— begin Extract —

Discouraged yet? Don’t be! There is good news for Indie authors and many support groups who can help you navigate the process and offer encouragement. Let’s take a look at why you might choose to Indie publish over an epublisher.

Indie Authors Have Full Control Having full control of your novel can be a good and bad thing. Here’s why:
  • No Editorial or Marketing Team
This means you are responsible for everything. The manuscript, the edits, the formatting, the cover art, loading it on Amazon, B & N, Smashwords, marketing, and doing the accounting. No one tells you what to do, but no one helps, either. But remember things might not always be easier with an e-publisher. No two e-publishers are alike. Some may offer content edits, others might only do basic proof, so do your homework and ask lots of questions before you sign a contract. Moreover, I've been told, while formatting for Amazon might require a high school education, for Smashwords you need a PhD, so hiring the formatting out might be your best option.
  • More Money In Your Pocket
Going the DIY route, also means more money in your pocket, but it doesn’t mean selling more books. Sometimes partnering with an e-publisher can give you more exposure and help you sell more books than you can on your own. You also get to set your own price for your book, which affects your profits. But you need to spend more of that money on promotion, edits, book covers, etc. Is it worth it? That’s for each individual author to decide.
  • Access to Sales and Profit Information
The e-publisher I work with sets the price for my book, issues a sales statement twice a year, as does most traditional publishers, and does my sales accounting, which I’m grateful for. This means I have no idea how many books I’m selling or how much money I’m making, but I’m freed up not to worry about the business end of thing so I can write more books. (At least in theory!) With Indie publishing, you set the price, see the sales, and do the accounting.

So what do I like about my e-publisher and why would I choose that route over Indie publishing?
  • I like having a team that is invested in me and my book
They have a stake in whether my book succeeds or not and have helped me through the entire process. All I really had to worry about was edits, backcover copy, and approving cover art. They take care of the rest and are always available for a quick email or more in depth conference call.

— end Extract —
— begin Listed entries —

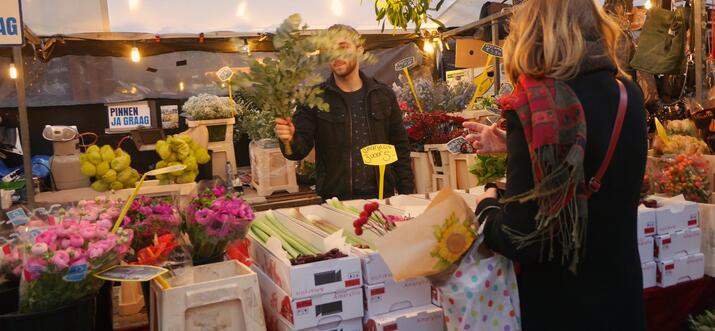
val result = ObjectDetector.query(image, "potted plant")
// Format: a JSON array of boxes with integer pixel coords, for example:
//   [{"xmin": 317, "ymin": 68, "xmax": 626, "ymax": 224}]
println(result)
[{"xmin": 181, "ymin": 94, "xmax": 236, "ymax": 143}]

— end Listed entries —

- **Task requirements**:
a: According to the extract on indie publishing, how often does the author's e-publisher issue a sales statement?
b: Convert the lines of the records into a Markdown table with the columns n and Line, numbering each row and leaving out blank lines. Leave the pictures out of the answer.

- **Answers provided**:
a: Twice a year.

b:
| n | Line |
|---|---|
| 1 | val result = ObjectDetector.query(image, "potted plant") |
| 2 | // Format: a JSON array of boxes with integer pixel coords, for example: |
| 3 | //   [{"xmin": 317, "ymin": 68, "xmax": 626, "ymax": 224}] |
| 4 | println(result) |
| 5 | [{"xmin": 181, "ymin": 94, "xmax": 236, "ymax": 143}] |